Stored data
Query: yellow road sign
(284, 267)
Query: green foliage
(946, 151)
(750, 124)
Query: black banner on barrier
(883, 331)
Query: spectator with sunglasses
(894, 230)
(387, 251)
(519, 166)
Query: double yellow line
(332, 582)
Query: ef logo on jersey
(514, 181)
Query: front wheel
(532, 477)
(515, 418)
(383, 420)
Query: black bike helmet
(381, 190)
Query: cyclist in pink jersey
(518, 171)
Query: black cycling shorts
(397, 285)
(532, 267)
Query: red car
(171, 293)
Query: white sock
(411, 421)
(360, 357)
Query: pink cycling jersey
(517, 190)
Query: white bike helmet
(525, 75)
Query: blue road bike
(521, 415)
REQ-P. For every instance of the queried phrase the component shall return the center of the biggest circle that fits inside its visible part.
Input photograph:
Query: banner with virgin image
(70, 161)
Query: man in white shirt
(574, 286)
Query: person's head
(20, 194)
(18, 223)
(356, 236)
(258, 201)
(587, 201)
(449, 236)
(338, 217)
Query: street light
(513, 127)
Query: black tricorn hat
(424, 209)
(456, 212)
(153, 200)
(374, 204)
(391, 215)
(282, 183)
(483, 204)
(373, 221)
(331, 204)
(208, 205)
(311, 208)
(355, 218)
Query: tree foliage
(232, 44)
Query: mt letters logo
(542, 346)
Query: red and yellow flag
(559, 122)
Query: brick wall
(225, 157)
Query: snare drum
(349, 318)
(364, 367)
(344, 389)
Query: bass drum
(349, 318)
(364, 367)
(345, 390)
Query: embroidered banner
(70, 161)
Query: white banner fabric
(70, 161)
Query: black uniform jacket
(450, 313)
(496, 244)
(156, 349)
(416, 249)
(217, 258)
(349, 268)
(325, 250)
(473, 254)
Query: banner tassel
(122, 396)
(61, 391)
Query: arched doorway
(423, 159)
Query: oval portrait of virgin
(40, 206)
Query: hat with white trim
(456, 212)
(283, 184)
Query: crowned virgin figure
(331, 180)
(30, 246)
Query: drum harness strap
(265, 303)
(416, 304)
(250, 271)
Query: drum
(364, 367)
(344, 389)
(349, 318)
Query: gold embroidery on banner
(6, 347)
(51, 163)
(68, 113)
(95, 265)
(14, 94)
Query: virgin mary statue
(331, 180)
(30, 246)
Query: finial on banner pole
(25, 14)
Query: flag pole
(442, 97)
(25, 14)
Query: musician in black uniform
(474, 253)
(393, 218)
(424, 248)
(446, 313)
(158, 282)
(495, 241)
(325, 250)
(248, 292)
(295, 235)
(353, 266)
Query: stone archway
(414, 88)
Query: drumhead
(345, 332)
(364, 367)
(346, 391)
--
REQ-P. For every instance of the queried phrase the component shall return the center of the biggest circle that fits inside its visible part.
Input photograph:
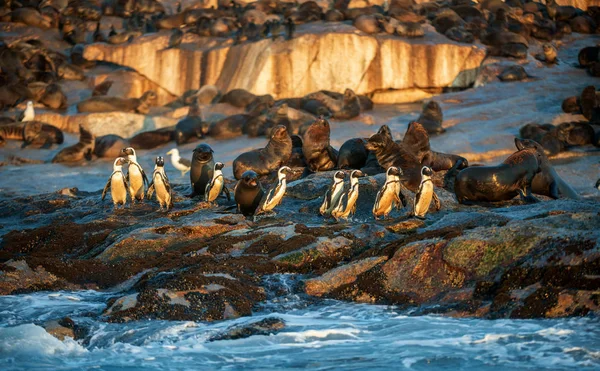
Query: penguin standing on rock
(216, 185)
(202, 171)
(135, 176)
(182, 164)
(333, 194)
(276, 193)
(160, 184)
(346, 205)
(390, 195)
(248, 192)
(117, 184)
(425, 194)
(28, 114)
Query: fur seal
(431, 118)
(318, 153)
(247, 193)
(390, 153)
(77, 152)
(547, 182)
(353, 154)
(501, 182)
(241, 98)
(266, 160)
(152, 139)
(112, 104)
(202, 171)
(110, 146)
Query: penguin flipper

**To do**.
Your task for the entries above: copy exactly the span starting with the line with "Query: penguin standing on rock" and going on through the line with "Query: penguin flipper", both lines included, and nothing else.

**Response area**.
Query: penguin standing on rock
(216, 185)
(202, 171)
(135, 176)
(182, 164)
(333, 194)
(276, 193)
(160, 184)
(346, 205)
(390, 195)
(248, 192)
(117, 184)
(425, 194)
(28, 114)
Query: fur seal
(431, 118)
(318, 153)
(247, 193)
(390, 153)
(77, 152)
(547, 182)
(353, 154)
(501, 182)
(241, 98)
(266, 160)
(152, 139)
(112, 104)
(202, 171)
(110, 146)
Query: penguin flipper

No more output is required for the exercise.